▶ **Written exercise 1**:
In the report on the Stuttgart probe below, at what time did Stuttgart launch the unscheduled evening probe?
▶ **Written exercise 2**:
Repeat the stretch of the report on the Stuttgart probe from "GoogleMaps suggested that" through "in day light.".

▶ **Page**:
· · · · · · ·
2018-06-08: Probe at Feuerbach-Tal in Stuttgart

Stuttgart launched an unscheduled evening probe at 18:45 h CEST. Felix and myself tracked the probe, and started to drive to the assumed landing zone on Killesberg (Hill in Stuttgart) once the probe was nearing the ground. Having arrived, we received no signal. We drove around listening. When we entered the street “Am Bismarkturm”, we suddenly heard the probe. It was only receivable in an area of about 30  radius  around our location and  too weak for decoding.  The direction of the antenna pointed downhill towards Feuerbach-Tal-Strasse. I tried to move closer along bearing line thereby loosing the signal. On a street further downhill, we received it again. Also here, we could only receive the signal very locally. I stopped and tried to get a better signal by training the directional antenna into the direction of the strongest signal. We received 2  incomplete telemetry packages — but one contained the GPS fix of the probe:

[15218] (P0630343) # [01010]
lat: 48.80068 lon: 9.15583 alt: 346.55 vH: 0.1 D: 225.9° vV: 0.1 # [11010]

GoogleMaps suggested that the probe had landed on top of a house. We went near the GPS position, and received a strong signal. It was dark, heavily raining,  and the path to the probe looked like a dirt road. I decided to head back for home and try to recover the probe in day light.
· · · · · · ·
▶ **Available data**:
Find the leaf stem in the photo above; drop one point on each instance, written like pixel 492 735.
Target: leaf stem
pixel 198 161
· · · · · · ·
▶ **Result 1**:
18:45 h CEST

▶ **Result 2**:
GoogleMaps suggested that the probe had landed on top of a house. We went near the GPS position, and received a strong signal. It was dark, heavily raining,  and the path to the probe looked like a dirt road. I decided to head back for home and try to recover the probe in day light.